Fromelles was the first major battle involving the AIF on the Western Front. Admittedly, it was overshadowed by Pozieres later that same month (July 1916) and everything that followed, but the remarkable feature of Fromelles was how little knowledge, or even awareness, of the battle and the scale of the casualties was known in Australia at the time. It was only after the War that the ‘truth’ of Fromelles emerged. For example, in its Saturday edition of 10 April 1920 (p.7 ) The Argus ran a story under the headline: Fromelles 1916! A Glorious Failure. What Really Happened. The last sentence read,

The Total casualties among the Australians from noon on July 19 to noon on July 20 were 178 officers and 5,335 of other ranks.

However, in 1916 the details were heavily censored. There were reports in the Australian press immediately after the battle, but the account was highly qualified. Bean’s official report was published in both The Age (p.7) and The Argus (p.7) as early as Monday 24 July 1916. Both papers did include Bean’s comment that, The losses among our troops engaged were severe. But ‘severe’ was not quantified. Moreover, other details in Bean’s report gave a contradictory picture. For example, when he described the efforts made to enable Australian troops trapped in the German trenches to return to their own lines Bean played down the level of casualties:

This work [cutting communication trenches through to the German trenches] enabled the troops to carry out the retirement with loss which was slight when the extraordinary difficulty of the operation was considered.

Given what Bean had heard, and seen for himself, the entire account was very disingenuous. Moreover, in both papers, the story of Fromelles was presented as part of the wider Somme offensive. The headlines, for example, in The Argus on July 24, 1916 for the section where Bean’s report was included were as follows: Australia’s Share In Great Offensive.  A Heavy Engagement. All is well on Somme Front. Important Russian Gains.

For Bean there was the obvious potential to make the connection between Fromelles, which was after all the first major AIF action on the Western Front, and the heroic story of Anzac. Fromelles presented the AIF with the opportunity to prove and strengthen their reputation from Gallipoli. This would have been a point of considerable interest for those back in Australia: the next chapter as it were in the story of Anzac. But Bean did not have the heroic style of an Ellis Ashmead-Bartlett. Moreover, his praise for the men was decidedly qualified:

Our troops in this attack had faced shell fire heavier and more continuous that was ever known in Gallipoli. Many of them were quite untried previously. The manner in which they carried it through seems to have been worthy of all the traditions of Anzac.

▬▬▬

** Written instruction A **
Reproduce the passage from the text on press coverage of Fromelles word for word, starting with "This work [cutting" and going on through "operation was considered.".
** Written instruction B **
Extend the text on press coverage of the Battle of Fromelles, picking up right after its final sentence.
The material that comes next is drawn from a separate source and has no connection to the Fromelles text.

** Excerpted data **
▬▬▬

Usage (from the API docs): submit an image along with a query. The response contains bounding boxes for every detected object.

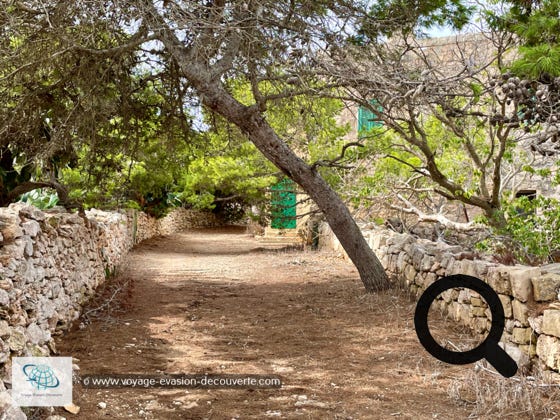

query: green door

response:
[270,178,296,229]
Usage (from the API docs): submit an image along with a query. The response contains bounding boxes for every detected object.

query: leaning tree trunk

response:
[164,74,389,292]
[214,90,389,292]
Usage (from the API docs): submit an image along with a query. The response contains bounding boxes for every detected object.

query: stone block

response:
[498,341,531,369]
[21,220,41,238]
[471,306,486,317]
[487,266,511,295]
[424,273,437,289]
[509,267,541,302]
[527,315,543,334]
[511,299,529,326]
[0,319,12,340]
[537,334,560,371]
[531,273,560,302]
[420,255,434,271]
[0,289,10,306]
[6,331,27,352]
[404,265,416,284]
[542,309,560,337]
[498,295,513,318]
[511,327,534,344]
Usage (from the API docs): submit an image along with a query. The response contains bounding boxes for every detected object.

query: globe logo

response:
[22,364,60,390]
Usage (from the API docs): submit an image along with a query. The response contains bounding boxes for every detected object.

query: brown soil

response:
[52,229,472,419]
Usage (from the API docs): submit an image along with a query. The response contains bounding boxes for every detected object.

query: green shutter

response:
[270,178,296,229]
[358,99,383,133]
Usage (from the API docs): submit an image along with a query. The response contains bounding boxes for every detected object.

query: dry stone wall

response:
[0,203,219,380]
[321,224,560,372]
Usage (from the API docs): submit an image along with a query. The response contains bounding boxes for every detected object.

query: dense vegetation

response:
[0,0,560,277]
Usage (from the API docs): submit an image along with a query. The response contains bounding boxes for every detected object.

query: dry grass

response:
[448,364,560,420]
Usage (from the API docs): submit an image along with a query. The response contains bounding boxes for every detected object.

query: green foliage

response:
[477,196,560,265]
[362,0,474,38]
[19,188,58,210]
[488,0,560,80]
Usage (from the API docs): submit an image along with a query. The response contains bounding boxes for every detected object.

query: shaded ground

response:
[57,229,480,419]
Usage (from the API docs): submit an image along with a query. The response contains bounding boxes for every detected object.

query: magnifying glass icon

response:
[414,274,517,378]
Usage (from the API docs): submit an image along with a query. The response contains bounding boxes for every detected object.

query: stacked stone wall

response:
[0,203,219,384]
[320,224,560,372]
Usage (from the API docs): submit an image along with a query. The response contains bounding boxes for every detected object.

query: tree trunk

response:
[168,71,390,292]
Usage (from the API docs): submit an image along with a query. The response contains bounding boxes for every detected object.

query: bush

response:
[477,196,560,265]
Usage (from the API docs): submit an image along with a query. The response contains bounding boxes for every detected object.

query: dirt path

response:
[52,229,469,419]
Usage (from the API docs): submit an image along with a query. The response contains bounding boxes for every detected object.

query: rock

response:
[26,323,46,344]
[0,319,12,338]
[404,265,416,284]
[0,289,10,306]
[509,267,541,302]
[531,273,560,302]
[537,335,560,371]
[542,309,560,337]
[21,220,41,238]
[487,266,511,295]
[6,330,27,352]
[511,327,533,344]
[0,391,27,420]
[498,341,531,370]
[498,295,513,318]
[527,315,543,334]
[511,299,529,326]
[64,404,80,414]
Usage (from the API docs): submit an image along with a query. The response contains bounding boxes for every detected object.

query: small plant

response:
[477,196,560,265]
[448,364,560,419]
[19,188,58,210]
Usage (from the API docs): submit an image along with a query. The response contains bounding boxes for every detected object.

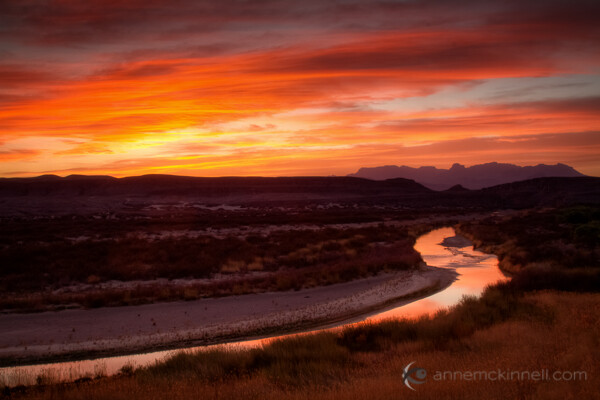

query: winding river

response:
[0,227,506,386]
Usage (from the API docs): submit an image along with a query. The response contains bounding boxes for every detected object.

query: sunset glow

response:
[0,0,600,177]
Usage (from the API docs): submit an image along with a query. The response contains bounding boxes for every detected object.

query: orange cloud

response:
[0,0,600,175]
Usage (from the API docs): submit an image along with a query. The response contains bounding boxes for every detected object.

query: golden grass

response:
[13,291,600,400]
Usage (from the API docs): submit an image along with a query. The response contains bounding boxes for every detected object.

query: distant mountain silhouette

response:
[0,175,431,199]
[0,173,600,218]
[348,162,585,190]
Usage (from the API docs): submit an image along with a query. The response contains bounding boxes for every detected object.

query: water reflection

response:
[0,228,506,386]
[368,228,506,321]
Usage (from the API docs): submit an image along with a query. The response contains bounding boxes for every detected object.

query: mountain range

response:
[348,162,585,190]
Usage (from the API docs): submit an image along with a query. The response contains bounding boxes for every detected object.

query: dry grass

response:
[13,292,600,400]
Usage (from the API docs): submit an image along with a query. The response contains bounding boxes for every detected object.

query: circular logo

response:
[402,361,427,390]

▬▬▬

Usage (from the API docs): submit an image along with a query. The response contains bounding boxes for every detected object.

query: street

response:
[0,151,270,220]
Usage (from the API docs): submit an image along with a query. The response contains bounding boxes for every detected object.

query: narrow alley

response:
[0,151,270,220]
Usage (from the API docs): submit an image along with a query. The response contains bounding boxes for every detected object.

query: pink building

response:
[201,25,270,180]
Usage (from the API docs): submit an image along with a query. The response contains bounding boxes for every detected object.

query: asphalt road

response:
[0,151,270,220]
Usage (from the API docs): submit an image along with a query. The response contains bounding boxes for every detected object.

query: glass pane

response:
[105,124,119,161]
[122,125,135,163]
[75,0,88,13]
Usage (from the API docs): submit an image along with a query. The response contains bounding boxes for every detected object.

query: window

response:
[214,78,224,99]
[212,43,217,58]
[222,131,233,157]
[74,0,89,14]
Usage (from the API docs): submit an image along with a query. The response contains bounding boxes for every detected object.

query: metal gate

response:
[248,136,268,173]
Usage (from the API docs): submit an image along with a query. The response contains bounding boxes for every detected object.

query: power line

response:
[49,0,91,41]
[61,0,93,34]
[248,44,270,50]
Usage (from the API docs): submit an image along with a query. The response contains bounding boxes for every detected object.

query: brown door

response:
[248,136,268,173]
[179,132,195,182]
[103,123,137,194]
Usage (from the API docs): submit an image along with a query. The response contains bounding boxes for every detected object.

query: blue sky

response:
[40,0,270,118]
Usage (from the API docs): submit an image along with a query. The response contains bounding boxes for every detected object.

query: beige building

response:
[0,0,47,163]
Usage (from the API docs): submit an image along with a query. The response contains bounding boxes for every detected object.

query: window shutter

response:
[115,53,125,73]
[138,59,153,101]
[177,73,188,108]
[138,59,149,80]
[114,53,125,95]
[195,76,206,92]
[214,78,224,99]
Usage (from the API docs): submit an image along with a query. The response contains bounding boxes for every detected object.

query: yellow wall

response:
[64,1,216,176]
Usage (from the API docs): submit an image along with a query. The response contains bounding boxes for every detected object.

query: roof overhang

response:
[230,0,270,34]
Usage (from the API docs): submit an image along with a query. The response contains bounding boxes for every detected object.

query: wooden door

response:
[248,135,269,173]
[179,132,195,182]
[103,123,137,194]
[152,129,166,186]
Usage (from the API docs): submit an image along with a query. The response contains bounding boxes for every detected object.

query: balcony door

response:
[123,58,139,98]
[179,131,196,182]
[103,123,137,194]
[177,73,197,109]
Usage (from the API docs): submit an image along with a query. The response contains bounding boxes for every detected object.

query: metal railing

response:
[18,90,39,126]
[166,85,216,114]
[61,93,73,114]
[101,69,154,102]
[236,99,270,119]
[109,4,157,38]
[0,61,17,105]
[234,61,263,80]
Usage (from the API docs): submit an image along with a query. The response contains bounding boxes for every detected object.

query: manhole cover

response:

▬▬▬

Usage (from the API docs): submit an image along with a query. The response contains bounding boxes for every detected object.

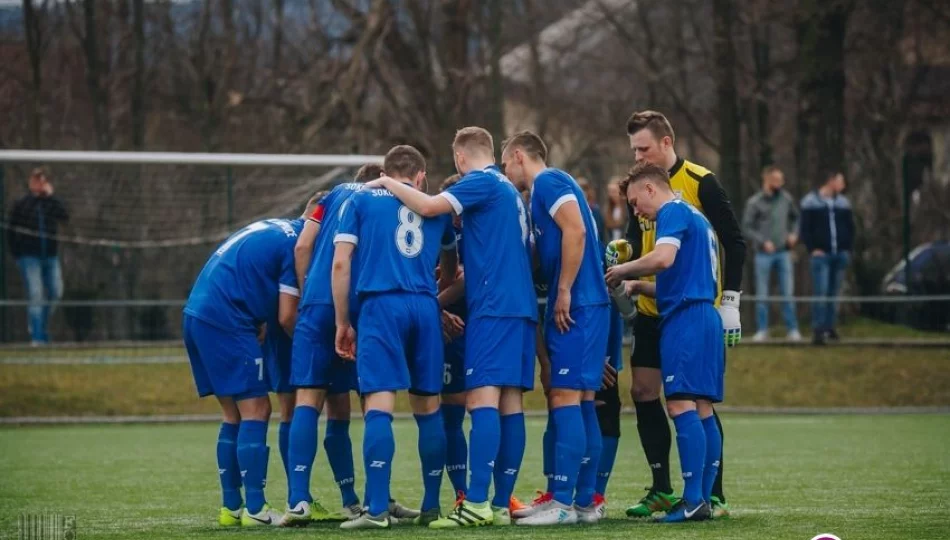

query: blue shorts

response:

▬▬▬

** Final result A **
This work [cutting communication trenches through to the German trenches] enabled the troops to carry out the retirement with loss which was slight when the extraordinary difficulty of the operation was considered.

** Final result B **
Overall, Fromelles was effectively ‘buried’. Presumably, the primary intention was to conceal the level of casualties and therefore it was important not to represent Fromelles as some separate and highly significant battle. And the idea of using the battle to position the Anzacs on the Western Front was, given the level of casualties and the total failure of the action, far too risky. At the time, Fromelles was little more than the AIF’s wretched introduction to truly industrial-scale killing. Fromelles had been a disaster and all involved needed to move on from it as quickly as possible.

One great irony of the reporting of Fromelles appeared in The Argus in the same edition of Monday 24 July 1916.  Immediately after Bean’s account – the one that had as its last sentence, The losses among our troops engaged were severe. – the paper included a very short article headed, A German Claim. It probably attracted very little attention, and would have been easily dismissed as enemy propaganda, but in fact the figures it quoted were remarkably accurate:

London, July 23.
The following official German communique was received in London on Friday night:-
“An English (sic) attack in the Fromelles region yesterday by two strong divisions was repulsed. We made prisoner 481 men, and counted 2,000 bodies in front of our lines.”

In the posts that follow, the protracted and generally unsuccessful efforts made by families back in Australia to uncover exactly what had become of their sons, husbands and brothers who had gone missing on either 19 or 20 July 1916 in France, highlighted the extent to which levels of mystery and confusion were allowed to mask the horror of Fromelles.

The Gippsland Standard and Alberton Shire Representative carried no report at all of the  battle at either Fromelles or Fleurbaix.

References

Beaumont, J 2013, Broken Nation: Australians in the Great War, Allen & Unwin, Crows Nest NSW.
The Argus
The Age
Gippsland Standard and Alberton Shire Representative

 

70. The girl and the young soldier

The first part of the following account is based exclusively on a series of articles that appeared in the Gippsland Standard and Alberton Shire Representative over the period late February to early March 1916. While relying so closely on newspaper articles calls into question the accuracy and scope of the evidence presented, it does at least position the modern reader as someone in the Shire of Alberton reading the same material 100 years ago.

Violet Freeman was a 19 yo working as a domestic (servant) for Mrs Ellen Barbara Alford of Commercial Street, Yarram. Violet’s step-father was Richard Cantwell, a farmer from Woodside. Violet had been working for Mrs Alford for ‘some three or four months’.

Violet was engaged to 21 yo Herbert Walter Tolhurst who had recently enlisted. The marriage had been organised for Monday 21 February (1916). Tolhurst was an English immigrant who had been working in the local area. He had met Violet when she was still living at Woodside and he had been working in the same area. It was suggested that Tolhurst … came from England for the purpose of gaining Colonial experience. His people are reputed to be well to do in the Old Country.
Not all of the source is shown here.